Copy each line exactly.

|---|

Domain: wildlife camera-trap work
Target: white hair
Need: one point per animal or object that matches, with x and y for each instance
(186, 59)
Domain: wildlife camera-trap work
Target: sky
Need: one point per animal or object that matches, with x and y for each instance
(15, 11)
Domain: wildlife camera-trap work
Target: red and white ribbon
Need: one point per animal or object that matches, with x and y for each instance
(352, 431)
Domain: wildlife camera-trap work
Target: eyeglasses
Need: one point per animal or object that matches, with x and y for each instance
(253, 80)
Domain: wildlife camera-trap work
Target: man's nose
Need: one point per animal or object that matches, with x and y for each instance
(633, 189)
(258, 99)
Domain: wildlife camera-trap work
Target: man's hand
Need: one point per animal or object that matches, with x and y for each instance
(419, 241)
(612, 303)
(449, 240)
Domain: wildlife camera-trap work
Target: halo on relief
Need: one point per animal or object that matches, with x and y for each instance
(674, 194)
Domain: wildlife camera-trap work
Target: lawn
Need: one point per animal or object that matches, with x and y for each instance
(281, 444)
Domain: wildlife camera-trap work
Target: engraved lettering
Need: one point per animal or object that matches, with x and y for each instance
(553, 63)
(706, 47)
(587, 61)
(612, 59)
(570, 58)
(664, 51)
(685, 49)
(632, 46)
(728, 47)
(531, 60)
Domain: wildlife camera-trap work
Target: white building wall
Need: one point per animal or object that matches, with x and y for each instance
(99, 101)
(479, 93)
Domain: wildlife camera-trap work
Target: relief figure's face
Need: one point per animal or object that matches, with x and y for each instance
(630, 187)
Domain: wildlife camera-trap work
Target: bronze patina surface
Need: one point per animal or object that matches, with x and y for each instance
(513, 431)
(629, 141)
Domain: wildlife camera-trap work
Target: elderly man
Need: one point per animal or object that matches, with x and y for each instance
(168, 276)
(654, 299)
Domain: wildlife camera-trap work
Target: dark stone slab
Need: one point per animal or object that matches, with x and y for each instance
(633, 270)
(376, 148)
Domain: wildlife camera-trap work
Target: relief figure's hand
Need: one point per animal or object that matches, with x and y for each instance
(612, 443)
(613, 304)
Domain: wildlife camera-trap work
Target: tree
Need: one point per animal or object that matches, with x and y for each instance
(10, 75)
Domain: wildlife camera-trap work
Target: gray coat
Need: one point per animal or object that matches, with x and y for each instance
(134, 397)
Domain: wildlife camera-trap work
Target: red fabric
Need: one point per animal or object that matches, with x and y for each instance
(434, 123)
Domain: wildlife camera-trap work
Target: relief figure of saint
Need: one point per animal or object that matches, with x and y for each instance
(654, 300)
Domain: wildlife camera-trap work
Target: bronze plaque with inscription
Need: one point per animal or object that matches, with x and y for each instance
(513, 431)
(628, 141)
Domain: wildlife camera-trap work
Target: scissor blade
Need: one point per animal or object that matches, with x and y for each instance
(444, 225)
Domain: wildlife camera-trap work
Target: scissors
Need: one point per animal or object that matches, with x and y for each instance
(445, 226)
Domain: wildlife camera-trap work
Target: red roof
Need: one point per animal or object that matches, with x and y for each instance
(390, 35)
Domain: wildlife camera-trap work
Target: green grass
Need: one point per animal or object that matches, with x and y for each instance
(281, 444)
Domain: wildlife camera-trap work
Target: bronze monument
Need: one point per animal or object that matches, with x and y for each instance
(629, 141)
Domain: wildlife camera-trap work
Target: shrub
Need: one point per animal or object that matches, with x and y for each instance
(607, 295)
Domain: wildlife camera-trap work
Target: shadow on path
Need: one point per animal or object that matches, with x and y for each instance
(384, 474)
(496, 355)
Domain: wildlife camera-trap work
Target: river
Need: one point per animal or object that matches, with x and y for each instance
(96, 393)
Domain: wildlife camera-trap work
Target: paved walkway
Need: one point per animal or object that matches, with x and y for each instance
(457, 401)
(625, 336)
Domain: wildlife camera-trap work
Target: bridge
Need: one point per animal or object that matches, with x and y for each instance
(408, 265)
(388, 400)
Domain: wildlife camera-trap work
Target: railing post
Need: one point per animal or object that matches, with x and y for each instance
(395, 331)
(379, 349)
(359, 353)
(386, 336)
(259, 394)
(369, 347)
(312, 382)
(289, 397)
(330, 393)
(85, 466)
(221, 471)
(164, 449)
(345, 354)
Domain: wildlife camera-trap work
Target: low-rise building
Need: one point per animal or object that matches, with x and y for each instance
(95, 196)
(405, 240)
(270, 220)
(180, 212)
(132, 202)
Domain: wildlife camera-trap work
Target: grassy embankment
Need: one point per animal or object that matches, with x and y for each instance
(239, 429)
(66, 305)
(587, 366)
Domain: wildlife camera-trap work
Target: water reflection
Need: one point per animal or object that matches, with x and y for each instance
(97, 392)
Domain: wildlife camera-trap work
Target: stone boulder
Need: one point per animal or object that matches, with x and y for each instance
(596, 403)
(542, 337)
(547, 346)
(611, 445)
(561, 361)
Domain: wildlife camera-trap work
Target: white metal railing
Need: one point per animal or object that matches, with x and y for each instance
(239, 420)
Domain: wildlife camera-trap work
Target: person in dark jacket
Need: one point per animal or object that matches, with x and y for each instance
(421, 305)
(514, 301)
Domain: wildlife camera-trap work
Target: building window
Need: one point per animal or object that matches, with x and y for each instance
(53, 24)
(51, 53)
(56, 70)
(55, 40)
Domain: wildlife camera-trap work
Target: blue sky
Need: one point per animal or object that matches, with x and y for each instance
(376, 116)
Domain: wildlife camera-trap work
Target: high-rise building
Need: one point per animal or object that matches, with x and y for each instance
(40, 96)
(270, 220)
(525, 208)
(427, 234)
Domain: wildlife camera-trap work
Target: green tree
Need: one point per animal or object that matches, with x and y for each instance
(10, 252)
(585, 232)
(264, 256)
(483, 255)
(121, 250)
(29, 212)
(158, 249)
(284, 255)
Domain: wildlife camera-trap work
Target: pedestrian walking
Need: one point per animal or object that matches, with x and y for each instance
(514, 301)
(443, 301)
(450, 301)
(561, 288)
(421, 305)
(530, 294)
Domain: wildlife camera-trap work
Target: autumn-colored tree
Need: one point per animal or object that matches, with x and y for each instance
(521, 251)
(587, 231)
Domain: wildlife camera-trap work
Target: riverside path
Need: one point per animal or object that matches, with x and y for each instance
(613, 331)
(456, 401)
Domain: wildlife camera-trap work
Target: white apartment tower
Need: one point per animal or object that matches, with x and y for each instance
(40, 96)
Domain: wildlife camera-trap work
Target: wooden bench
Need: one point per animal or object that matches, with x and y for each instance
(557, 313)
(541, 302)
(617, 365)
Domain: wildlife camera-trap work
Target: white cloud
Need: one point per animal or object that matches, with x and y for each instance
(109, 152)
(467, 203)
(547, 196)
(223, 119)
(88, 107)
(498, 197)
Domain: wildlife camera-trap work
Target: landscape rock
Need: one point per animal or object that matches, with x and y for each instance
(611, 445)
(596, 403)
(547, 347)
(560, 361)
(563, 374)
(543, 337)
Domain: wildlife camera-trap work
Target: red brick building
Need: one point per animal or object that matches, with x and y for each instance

|---|

• [Exercise result]:
Domain: wildlife camera-trap work
Target: white hair
Need: one point per animal or object that matches, with x and y for each instance
(186, 59)
Domain: wildlife camera-trap work
Target: sky
Need: one point per animal or object that matches, with x and y for each instance
(15, 11)
Domain: wildlife camera-trap work
Target: red and white ribbon
Need: one point per animal or object that matches, with x and y for each instance
(352, 431)
Domain: wildlife camera-trap work
Target: eyeglasses
Need: one point per animal or object that matches, with x and y for each instance
(253, 80)
Domain: wildlife camera-trap work
Target: man's nose
Need: one point per animal or object that matches, with x and y for each instance
(633, 189)
(258, 99)
Domain: wildlife camera-trap work
Target: man's hand
Need: one point per animal or object that matches, with x and y for each instance
(419, 241)
(612, 303)
(449, 240)
Domain: wildlife camera-trap work
Target: halo on relief
Need: one point per animal or object that matches, with x and y for each instance
(674, 194)
Domain: wildlife camera-trap work
Target: lawn
Need: one point per animal or object that matches, with x and y for each instance
(281, 444)
Domain: wildlife camera-trap work
Target: engraved lettering
Need: one point per animal or object that matches, with x and y for each instance
(553, 63)
(706, 47)
(587, 61)
(612, 59)
(570, 58)
(664, 51)
(685, 49)
(632, 46)
(728, 47)
(531, 60)
Domain: wildlife camera-trap work
Target: white building wall
Need: one point per animal or object that matches, with x and y for each instance
(99, 101)
(479, 93)
Domain: wildlife camera-trap work
Target: relief figure's face
Need: one point per animal or object that matches, with x and y for each instance
(630, 187)
Domain: wildlife camera-trap work
Target: bronze patina surface
Need: one point per animal or object that matches, with x and y for each instance
(513, 431)
(629, 141)
Domain: wildlife camera-trap work
Target: elderly man
Need: one point per animal or object that matches, with x and y for each instance
(168, 276)
(654, 299)
Domain: wildlife camera-trap work
Target: dark stone slab
Need: one point per animal or object that matches, with x and y for each instance
(633, 270)
(376, 148)
Domain: wildlife camera-trap work
Target: relief figure's hand
Need: one point per animal or object that matches, with x and y for each instance
(612, 443)
(613, 304)
Domain: wildlife camera-trap work
Target: tree
Need: one point per animal or object that matches, with x and y for each instance
(10, 75)
Domain: wildlife camera-trap work
Target: gray coat
Need: one point per animal or object that matches, with x and y for each instance
(134, 397)
Domain: wildlife camera-trap work
Target: red fabric
Need: one point per animal or object that matches, with x and y for each instance
(434, 123)
Domain: wildlife camera-trap work
Target: relief figure of saint
Need: one point per animal or object that matches, with x and y for each instance
(654, 300)
Domain: wildlife camera-trap work
Target: bronze plaque with inscription
Need: one point per animal or object that matches, with x and y for each instance
(513, 431)
(628, 141)
Domain: wildlife camera-trap work
Target: scissor blade
Need: one point per animal or object that matches, with x and y for each instance
(444, 225)
Domain: wildlife camera-trap work
Target: scissors
Need: one point per animal or object that matches, with x and y for each instance
(445, 226)
Domain: wildlife camera-trap work
Target: red roof
Need: one point per animal or object that matches, with x and y for each instance
(390, 35)
Domain: wildlife camera-trap work
Target: green grass
Need: one point per animal or object that matches, with x and y for each instance
(281, 444)
Domain: wildlife camera-trap work
Target: bronze monument
Need: one point per animal or object that matches, with x and y for each instance
(629, 141)
Domain: wildlife camera-trap work
Target: shrub
Need: one point per animal or object that matches, with x and y for each instance
(607, 295)
Domain: wildlife camera-trap work
Target: shadow on path
Need: one point per animal or object that matches, with x and y for each instance
(384, 474)
(496, 355)
Domain: wildlife camera-trap work
Target: river
Need: one point per animal or object that matches, with x and y for each instance
(96, 393)
Domain: wildlife camera-trap work
Target: paved walkway
Need: one point per animal or object that matches, with x and y for each instance
(457, 401)
(625, 336)
Domain: wildlife camera-trap work
Target: bridge
Need: one point per animal or object that matches, with x and y for each instance
(408, 265)
(388, 400)
Domain: wildlife camera-trap work
Target: railing post
Need: one point per animal or object that matches, with x and y for each instance
(395, 331)
(379, 349)
(359, 353)
(386, 336)
(259, 394)
(369, 347)
(312, 382)
(289, 397)
(330, 393)
(85, 466)
(221, 471)
(164, 449)
(345, 354)
Domain: wildlife camera-trap work
Target: low-rise building
Need: one point per animal or object that matches, with x and y for each instance
(95, 196)
(405, 240)
(270, 220)
(180, 212)
(132, 202)
Domain: wildlife camera-trap work
Target: grassy embankment
Need: one point per animal or object that matches, with x and y for each instance
(239, 429)
(66, 305)
(587, 366)
Domain: wildlife camera-trap work
Target: water reflection
Need: one point per animal or object that matches, with x and y for each instance
(97, 392)
Domain: wildlife camera-trap work
Target: stone boulder
Need: one point per animal or object that matches, with x and y for each instance
(596, 403)
(542, 337)
(547, 346)
(611, 445)
(561, 361)
Domain: wildlife camera-trap work
Target: white metal railing
Need: one point per animal or object that matches, with x and y for each instance
(239, 420)
Domain: wildlife camera-trap work
Target: person in dark jacket
Need: one point per animal or object that matches, with x and y for each instance
(421, 305)
(514, 301)
Domain: wildlife camera-trap work
Target: building window
Need: one point per animal or object that matches, with x and y for each instance
(53, 24)
(51, 53)
(56, 70)
(55, 40)
Domain: wildlife camera-trap work
Target: blue sky
Need: one point per animal or object that matches, with x and y for each instance
(376, 116)
Domain: wildlife camera-trap work
Target: high-rise building
Need: one point per animal or object that matches, with x and y for each instance
(40, 96)
(270, 220)
(525, 208)
(427, 234)
Domain: wildlife camera-trap work
Target: green tree
Need: one point per animal or object that matches, with x and y for each instance
(10, 252)
(585, 232)
(264, 256)
(483, 255)
(121, 250)
(29, 212)
(158, 249)
(284, 255)
Domain: wildlife camera-trap work
Target: pedestrian walking
Need: one point per animal or object that matches, with x and y for each instance
(514, 301)
(443, 301)
(450, 301)
(561, 288)
(421, 305)
(530, 294)
Domain: wildlife camera-trap work
Target: autumn-colored tree
Need: one point per animal or object that matches, with x and y for each instance
(521, 251)
(587, 231)
Domain: wildlife camera-trap work
Target: riverside path
Need: one point per animal or object that matches, with x and y for each instance
(613, 331)
(456, 401)
Domain: wildlife camera-trap work
Target: white apartment tower
Need: one point per animal or object that matches, with x and y for each instance
(40, 96)
Domain: wildlife camera-trap work
Target: wooden bench
Need: one point per animal or object that matches, with x and y for each instance
(557, 313)
(541, 302)
(617, 365)
Domain: wildlife camera-trap work
Target: white cloud
Need: one point per animal or object that matches, with x and y for each instance
(109, 152)
(467, 203)
(547, 196)
(223, 119)
(88, 107)
(498, 197)
Domain: wildlife camera-trap work
Target: landscape rock
Need: one point per animal or object that matches, with x and y for each instance
(611, 445)
(596, 403)
(547, 347)
(560, 361)
(563, 374)
(543, 337)
Domain: wildlife camera-trap work
Target: red brick building
Need: one point per animal or object that matches, with x and y for each instance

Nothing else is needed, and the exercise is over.